Goal of the exercise:
Lines before the one containing "Indicate every instance of the green field" are excluded; print that line and every line after it through the end of the material below, exactly.

** Begin Exercise inputs **

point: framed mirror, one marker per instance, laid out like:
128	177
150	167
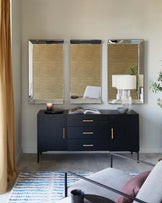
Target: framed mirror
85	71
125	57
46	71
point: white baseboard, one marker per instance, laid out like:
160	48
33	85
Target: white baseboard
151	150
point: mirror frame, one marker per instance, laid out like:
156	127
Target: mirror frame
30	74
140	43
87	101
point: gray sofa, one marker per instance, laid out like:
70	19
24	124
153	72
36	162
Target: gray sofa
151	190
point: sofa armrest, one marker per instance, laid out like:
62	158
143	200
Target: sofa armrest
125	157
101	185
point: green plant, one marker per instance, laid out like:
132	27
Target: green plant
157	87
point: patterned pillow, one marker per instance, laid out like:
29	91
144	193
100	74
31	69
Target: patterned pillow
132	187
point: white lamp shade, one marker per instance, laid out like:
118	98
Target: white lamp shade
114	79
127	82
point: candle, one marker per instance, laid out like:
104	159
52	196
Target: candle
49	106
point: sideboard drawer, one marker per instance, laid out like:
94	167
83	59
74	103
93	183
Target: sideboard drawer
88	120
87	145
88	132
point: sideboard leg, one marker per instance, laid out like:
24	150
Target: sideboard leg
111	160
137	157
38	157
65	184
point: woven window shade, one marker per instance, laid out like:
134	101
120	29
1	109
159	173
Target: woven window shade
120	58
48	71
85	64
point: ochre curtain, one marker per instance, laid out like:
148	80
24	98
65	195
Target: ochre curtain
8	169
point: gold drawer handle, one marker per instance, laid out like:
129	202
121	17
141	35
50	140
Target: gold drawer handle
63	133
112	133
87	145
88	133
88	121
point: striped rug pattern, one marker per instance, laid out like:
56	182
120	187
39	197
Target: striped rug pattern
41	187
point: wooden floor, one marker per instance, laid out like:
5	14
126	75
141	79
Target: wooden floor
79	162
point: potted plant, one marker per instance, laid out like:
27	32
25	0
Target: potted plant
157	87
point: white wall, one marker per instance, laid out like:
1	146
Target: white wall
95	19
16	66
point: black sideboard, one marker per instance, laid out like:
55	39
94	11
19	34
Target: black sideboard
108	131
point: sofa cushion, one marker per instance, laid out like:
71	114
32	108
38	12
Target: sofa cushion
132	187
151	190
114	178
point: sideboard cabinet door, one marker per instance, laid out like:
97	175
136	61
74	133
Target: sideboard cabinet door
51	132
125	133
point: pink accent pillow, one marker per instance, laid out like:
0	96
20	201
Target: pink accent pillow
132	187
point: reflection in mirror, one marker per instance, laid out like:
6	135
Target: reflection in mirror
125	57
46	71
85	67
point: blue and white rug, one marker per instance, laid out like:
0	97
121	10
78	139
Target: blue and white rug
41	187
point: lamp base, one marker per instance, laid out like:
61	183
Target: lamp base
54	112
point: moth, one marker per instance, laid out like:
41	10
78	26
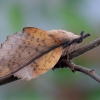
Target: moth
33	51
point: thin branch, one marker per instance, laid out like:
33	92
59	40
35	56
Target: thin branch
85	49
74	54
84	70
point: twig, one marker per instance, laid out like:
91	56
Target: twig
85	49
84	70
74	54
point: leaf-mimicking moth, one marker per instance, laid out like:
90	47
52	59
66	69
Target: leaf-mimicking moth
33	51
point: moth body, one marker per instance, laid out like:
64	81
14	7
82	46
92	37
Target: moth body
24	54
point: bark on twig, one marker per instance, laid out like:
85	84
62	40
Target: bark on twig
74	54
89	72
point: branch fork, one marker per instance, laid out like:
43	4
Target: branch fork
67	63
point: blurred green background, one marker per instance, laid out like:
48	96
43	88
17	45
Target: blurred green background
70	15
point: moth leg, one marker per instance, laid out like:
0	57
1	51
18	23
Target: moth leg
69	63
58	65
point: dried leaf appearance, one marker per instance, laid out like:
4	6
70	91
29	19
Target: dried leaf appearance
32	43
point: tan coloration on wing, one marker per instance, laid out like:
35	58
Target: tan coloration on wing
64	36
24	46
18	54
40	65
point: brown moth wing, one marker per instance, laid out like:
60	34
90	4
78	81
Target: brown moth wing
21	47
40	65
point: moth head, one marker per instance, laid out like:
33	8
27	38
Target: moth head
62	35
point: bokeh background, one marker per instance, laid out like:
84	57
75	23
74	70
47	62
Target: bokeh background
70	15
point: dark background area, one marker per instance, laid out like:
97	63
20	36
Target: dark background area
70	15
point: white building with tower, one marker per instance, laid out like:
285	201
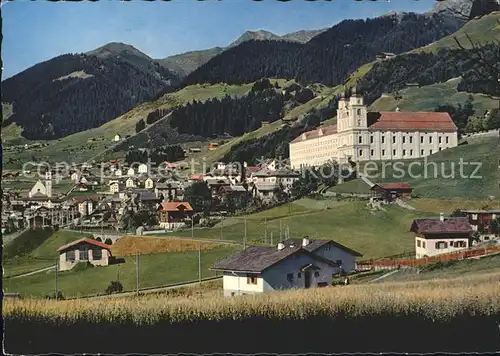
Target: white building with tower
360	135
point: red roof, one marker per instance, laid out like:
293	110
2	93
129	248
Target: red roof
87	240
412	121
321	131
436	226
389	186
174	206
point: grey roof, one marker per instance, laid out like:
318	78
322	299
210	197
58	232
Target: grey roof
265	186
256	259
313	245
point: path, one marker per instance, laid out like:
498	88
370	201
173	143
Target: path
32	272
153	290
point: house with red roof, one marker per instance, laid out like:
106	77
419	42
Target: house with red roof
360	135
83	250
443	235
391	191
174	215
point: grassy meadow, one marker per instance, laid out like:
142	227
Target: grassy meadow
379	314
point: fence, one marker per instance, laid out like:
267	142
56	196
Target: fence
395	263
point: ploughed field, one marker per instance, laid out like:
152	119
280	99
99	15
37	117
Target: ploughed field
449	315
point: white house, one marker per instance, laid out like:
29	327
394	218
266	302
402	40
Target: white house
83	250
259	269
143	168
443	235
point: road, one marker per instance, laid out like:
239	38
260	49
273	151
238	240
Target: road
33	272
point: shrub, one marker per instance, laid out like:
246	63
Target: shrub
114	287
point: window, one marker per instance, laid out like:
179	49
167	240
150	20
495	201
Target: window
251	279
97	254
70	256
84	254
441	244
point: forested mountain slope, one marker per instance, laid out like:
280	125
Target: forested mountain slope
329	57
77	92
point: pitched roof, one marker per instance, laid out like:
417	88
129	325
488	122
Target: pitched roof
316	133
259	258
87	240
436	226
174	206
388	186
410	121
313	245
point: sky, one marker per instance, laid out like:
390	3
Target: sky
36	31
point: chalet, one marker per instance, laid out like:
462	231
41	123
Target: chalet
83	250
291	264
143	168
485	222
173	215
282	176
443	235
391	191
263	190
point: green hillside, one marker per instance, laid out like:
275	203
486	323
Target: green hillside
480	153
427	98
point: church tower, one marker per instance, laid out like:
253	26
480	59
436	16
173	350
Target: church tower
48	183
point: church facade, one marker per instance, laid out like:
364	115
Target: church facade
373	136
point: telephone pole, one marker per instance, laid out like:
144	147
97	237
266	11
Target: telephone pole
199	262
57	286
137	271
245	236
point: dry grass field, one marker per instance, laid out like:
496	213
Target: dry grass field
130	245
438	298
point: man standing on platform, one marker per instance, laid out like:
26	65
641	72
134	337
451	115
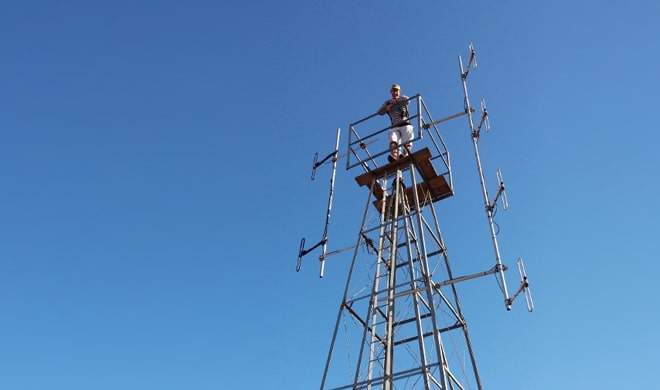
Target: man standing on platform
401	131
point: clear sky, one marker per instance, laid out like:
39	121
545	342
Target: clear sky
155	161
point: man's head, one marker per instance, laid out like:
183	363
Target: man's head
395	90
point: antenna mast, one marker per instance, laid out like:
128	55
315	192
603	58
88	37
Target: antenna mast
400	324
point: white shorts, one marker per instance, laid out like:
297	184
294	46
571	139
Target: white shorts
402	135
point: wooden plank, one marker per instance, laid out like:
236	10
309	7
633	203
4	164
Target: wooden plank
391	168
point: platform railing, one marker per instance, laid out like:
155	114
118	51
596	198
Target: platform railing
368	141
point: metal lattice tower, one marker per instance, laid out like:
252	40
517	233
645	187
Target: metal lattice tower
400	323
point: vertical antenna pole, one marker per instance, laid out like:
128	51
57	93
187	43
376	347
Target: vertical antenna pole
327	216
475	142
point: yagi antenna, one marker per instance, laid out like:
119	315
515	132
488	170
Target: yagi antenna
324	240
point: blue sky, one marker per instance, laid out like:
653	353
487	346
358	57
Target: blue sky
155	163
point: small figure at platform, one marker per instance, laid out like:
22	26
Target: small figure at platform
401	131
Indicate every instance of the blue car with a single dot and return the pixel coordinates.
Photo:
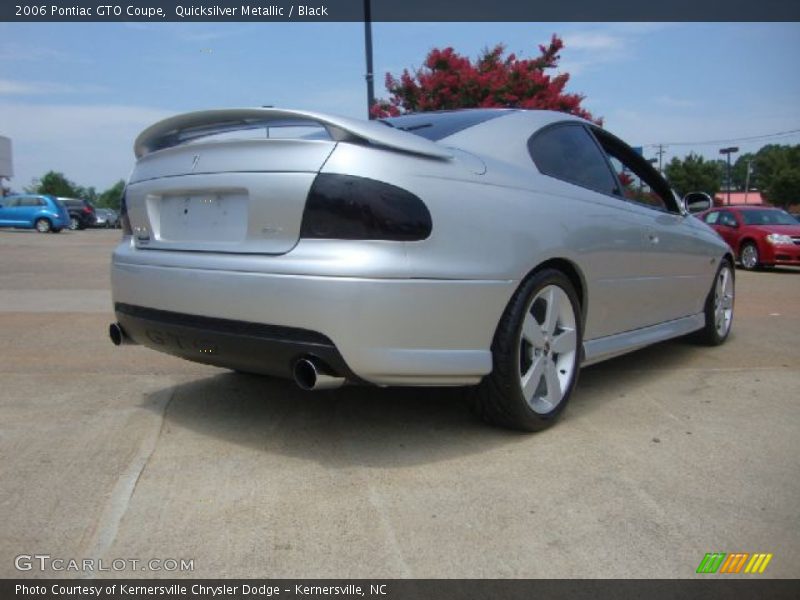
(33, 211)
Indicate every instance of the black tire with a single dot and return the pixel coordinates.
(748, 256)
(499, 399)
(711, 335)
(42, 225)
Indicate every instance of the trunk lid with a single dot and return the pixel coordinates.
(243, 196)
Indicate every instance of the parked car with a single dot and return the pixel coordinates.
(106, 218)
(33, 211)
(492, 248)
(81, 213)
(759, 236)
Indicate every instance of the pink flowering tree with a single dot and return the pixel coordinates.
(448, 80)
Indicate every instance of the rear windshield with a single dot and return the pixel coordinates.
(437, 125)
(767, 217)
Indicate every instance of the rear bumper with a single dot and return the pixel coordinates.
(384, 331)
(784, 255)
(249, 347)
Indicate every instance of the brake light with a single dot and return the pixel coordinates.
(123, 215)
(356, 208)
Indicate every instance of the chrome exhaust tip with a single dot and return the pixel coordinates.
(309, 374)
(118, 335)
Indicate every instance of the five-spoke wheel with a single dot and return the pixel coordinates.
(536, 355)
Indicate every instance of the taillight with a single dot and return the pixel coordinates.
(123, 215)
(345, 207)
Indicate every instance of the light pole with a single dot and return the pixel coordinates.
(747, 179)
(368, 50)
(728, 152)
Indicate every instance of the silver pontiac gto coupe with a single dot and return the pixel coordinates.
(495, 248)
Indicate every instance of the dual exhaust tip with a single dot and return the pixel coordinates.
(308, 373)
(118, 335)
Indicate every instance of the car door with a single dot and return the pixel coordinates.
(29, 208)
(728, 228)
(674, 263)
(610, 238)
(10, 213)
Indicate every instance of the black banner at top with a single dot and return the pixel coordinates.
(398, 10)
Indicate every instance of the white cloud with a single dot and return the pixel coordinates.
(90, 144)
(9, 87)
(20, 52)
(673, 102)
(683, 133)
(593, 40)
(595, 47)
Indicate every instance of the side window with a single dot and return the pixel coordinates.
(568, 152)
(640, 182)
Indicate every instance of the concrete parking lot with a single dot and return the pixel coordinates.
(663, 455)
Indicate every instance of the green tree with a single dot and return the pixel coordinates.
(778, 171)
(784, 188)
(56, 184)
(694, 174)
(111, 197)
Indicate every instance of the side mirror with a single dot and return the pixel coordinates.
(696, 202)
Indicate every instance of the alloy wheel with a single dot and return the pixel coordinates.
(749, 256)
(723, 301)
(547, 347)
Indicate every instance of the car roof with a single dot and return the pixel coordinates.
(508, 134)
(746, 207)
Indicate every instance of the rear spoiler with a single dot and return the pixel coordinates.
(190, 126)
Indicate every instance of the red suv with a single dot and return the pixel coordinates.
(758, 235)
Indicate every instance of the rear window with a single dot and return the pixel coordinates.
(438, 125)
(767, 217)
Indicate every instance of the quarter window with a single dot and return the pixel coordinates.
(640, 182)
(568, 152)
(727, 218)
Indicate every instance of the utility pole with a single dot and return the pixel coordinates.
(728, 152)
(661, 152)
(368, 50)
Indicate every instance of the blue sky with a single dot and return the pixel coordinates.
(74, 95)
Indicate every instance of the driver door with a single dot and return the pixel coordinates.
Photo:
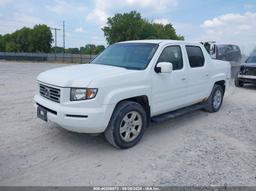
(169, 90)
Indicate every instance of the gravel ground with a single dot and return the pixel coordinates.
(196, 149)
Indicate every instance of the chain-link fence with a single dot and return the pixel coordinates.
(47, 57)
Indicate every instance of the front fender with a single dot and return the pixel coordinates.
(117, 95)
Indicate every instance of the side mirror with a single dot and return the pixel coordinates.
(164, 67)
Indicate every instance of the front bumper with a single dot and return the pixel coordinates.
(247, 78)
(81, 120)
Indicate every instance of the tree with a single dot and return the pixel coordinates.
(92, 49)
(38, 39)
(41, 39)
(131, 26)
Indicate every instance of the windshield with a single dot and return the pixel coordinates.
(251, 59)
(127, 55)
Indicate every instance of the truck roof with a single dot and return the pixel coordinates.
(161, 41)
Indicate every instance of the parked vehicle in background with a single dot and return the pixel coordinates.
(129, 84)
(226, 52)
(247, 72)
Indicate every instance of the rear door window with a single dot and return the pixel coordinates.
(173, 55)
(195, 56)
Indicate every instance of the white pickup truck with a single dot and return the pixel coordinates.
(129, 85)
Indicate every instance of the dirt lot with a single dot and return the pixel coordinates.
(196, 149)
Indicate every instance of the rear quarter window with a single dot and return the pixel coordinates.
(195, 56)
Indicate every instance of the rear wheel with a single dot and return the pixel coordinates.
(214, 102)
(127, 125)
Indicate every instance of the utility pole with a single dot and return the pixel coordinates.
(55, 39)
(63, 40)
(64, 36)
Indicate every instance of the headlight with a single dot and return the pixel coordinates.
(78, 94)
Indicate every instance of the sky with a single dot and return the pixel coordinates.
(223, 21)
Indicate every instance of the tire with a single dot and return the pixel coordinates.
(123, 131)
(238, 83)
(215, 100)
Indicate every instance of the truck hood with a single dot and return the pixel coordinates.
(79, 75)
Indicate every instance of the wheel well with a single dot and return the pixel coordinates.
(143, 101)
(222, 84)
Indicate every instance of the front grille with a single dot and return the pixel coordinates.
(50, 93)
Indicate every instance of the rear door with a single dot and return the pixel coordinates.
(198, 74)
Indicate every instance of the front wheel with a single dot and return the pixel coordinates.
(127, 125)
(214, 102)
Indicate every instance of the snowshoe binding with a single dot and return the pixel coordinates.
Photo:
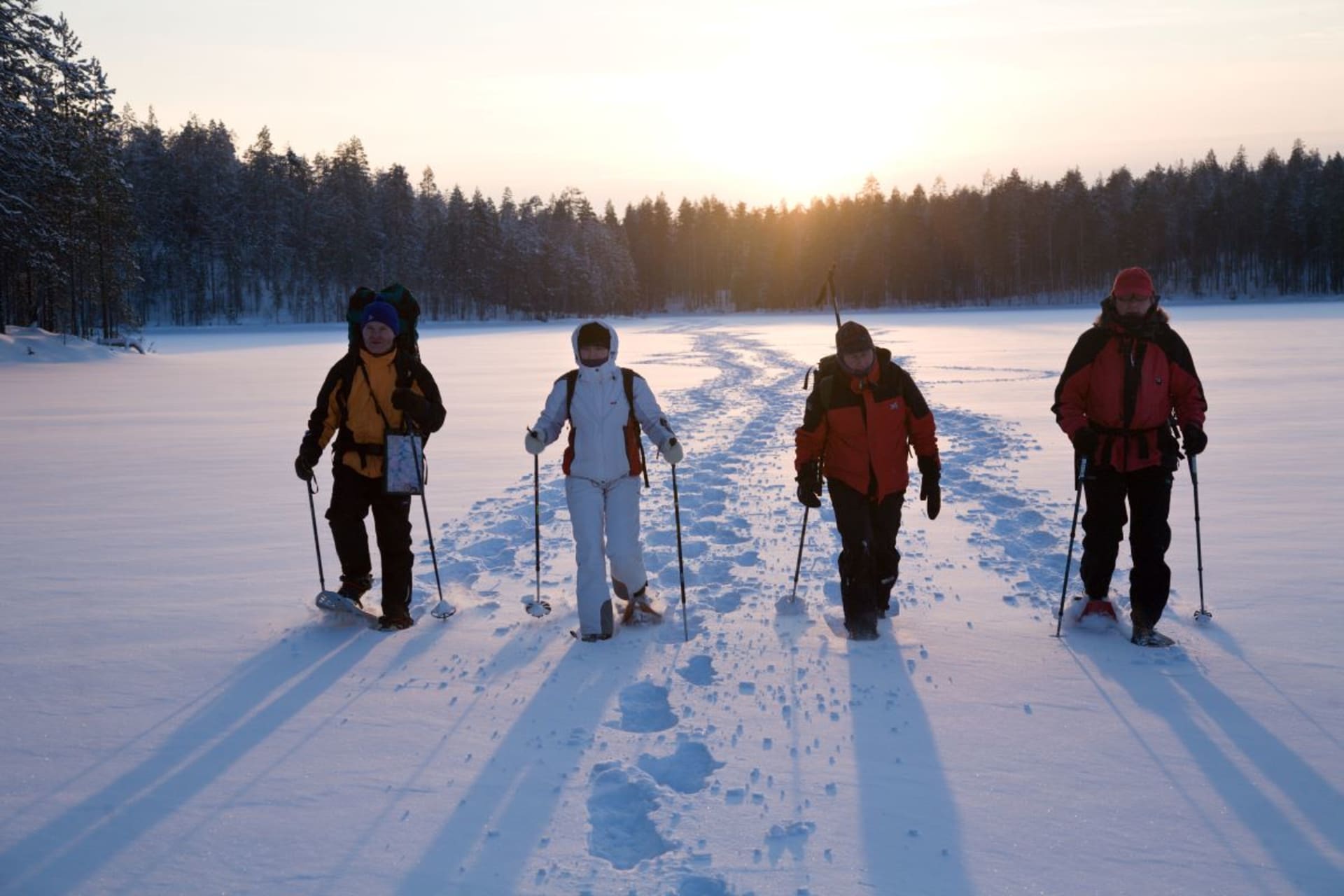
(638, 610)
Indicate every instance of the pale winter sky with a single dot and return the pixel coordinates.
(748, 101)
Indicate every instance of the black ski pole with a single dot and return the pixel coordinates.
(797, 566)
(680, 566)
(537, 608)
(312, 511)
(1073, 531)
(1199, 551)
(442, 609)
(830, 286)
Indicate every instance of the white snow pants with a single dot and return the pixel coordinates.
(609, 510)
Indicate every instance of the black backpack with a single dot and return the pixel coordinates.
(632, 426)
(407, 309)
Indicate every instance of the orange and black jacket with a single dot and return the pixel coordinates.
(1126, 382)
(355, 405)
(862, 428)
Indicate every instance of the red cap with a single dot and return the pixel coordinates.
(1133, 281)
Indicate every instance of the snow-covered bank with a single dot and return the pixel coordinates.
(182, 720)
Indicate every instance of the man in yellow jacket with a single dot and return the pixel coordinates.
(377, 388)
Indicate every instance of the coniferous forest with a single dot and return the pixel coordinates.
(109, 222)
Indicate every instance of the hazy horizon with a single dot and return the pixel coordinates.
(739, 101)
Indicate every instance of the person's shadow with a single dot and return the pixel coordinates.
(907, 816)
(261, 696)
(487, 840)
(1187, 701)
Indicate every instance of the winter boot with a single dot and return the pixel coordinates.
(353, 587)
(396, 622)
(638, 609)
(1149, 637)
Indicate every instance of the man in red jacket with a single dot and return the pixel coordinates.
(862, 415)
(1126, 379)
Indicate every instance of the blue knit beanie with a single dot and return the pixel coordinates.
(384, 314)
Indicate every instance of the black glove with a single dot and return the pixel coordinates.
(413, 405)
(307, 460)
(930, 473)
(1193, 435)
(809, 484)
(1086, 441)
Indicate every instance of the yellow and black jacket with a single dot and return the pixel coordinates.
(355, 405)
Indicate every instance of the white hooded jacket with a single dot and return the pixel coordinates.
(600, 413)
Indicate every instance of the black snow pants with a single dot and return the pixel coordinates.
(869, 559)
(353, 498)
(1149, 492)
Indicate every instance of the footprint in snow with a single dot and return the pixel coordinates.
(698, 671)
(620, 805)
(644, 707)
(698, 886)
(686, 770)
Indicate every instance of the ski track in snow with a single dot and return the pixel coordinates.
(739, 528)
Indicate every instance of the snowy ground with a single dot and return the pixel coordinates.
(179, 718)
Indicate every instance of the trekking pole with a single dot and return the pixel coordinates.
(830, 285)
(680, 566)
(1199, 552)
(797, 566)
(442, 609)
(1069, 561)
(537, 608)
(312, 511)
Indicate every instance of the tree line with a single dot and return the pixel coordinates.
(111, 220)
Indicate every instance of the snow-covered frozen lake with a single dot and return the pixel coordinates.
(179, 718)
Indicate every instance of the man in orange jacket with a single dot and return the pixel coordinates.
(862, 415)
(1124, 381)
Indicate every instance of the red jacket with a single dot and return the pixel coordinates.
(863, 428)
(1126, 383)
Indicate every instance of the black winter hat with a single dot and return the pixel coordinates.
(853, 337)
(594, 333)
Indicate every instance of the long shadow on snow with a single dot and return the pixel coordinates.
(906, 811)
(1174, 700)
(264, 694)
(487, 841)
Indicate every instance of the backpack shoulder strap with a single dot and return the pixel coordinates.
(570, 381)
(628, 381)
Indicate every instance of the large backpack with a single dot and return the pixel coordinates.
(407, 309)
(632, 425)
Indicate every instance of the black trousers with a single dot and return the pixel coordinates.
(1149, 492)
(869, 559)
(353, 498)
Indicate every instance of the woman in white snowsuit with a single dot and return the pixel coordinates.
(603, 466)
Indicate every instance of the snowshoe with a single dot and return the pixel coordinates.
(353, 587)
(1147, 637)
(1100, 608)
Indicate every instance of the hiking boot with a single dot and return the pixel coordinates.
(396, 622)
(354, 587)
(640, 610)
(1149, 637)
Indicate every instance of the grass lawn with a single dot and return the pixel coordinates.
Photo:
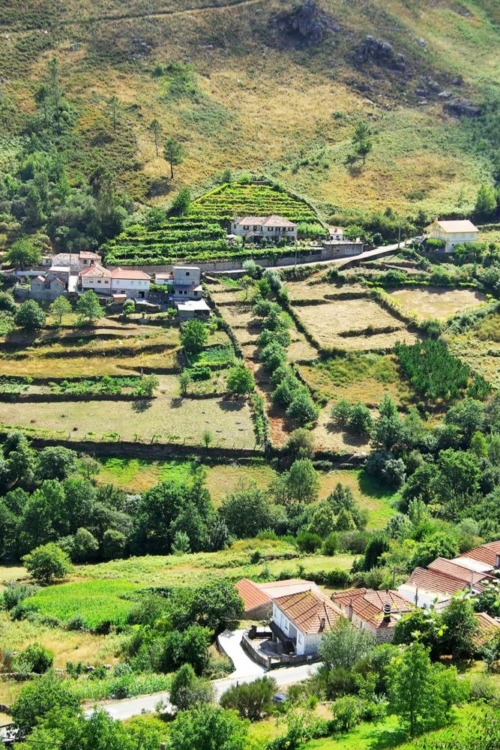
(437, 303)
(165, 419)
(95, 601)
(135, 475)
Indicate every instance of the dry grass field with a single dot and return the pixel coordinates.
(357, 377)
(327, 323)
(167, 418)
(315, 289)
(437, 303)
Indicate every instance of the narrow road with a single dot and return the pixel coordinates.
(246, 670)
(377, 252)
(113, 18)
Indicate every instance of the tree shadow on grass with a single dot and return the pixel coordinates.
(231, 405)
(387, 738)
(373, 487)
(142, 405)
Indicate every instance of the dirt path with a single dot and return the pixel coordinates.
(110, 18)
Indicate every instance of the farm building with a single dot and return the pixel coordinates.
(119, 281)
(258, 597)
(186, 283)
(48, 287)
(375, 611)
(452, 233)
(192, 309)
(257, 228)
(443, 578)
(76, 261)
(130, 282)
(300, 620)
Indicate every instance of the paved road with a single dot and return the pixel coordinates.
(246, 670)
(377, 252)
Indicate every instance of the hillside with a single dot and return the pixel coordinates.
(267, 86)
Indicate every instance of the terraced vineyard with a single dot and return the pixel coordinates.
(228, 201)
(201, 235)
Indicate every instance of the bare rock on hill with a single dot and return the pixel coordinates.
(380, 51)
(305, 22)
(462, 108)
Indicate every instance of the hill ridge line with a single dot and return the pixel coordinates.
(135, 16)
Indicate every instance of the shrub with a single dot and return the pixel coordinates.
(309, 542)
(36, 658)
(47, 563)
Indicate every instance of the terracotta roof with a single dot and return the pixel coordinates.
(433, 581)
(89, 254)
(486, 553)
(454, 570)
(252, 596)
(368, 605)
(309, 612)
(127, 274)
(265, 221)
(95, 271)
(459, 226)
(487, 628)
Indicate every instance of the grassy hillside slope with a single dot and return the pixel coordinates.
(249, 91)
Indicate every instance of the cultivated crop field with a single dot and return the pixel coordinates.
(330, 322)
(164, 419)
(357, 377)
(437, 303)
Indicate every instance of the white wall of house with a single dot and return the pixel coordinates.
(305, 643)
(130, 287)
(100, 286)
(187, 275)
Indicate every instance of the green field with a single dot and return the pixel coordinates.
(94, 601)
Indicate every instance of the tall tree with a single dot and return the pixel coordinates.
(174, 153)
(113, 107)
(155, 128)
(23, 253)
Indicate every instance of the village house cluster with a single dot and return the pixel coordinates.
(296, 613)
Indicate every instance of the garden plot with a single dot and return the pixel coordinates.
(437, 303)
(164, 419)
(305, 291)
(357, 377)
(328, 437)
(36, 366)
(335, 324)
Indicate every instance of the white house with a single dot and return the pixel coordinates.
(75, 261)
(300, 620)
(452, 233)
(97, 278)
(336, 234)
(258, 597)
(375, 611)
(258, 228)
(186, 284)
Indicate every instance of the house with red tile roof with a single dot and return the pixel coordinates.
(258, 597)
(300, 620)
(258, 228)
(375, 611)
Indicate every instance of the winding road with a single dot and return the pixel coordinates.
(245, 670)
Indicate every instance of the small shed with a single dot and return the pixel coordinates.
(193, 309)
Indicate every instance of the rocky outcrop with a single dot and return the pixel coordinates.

** End Exercise inputs **

The reply:
Indicate every instance of the green field with a single dot and return the pixel coordinates.
(94, 601)
Indicate every instance of the tall tree with a single dot and return the pixel coordinates.
(174, 153)
(113, 107)
(155, 128)
(23, 253)
Indicate every instance of the village house cluster with a single dot and return the pixel coordinates.
(296, 613)
Indicate every instance of the garden plot with a single dot and return the pixel coordinates.
(437, 303)
(164, 419)
(305, 291)
(357, 377)
(328, 437)
(36, 366)
(335, 324)
Indicate every instance of the white house with a single dot and return the pixel coordinates.
(75, 261)
(300, 620)
(452, 233)
(97, 278)
(336, 234)
(258, 597)
(375, 611)
(258, 228)
(186, 284)
Indicate every instance of the house with red tile roof with a single dot and return the pixel coordinates.
(258, 597)
(300, 620)
(258, 228)
(375, 611)
Indicate every instance of the winding road with a single dot and return the pixel coordinates.
(245, 670)
Indicate every instance of the small shed with a single dot and return the pixel coordinates.
(193, 309)
Indicate every instance of the rocky outcrop with a single dot and return the pixel coordinates.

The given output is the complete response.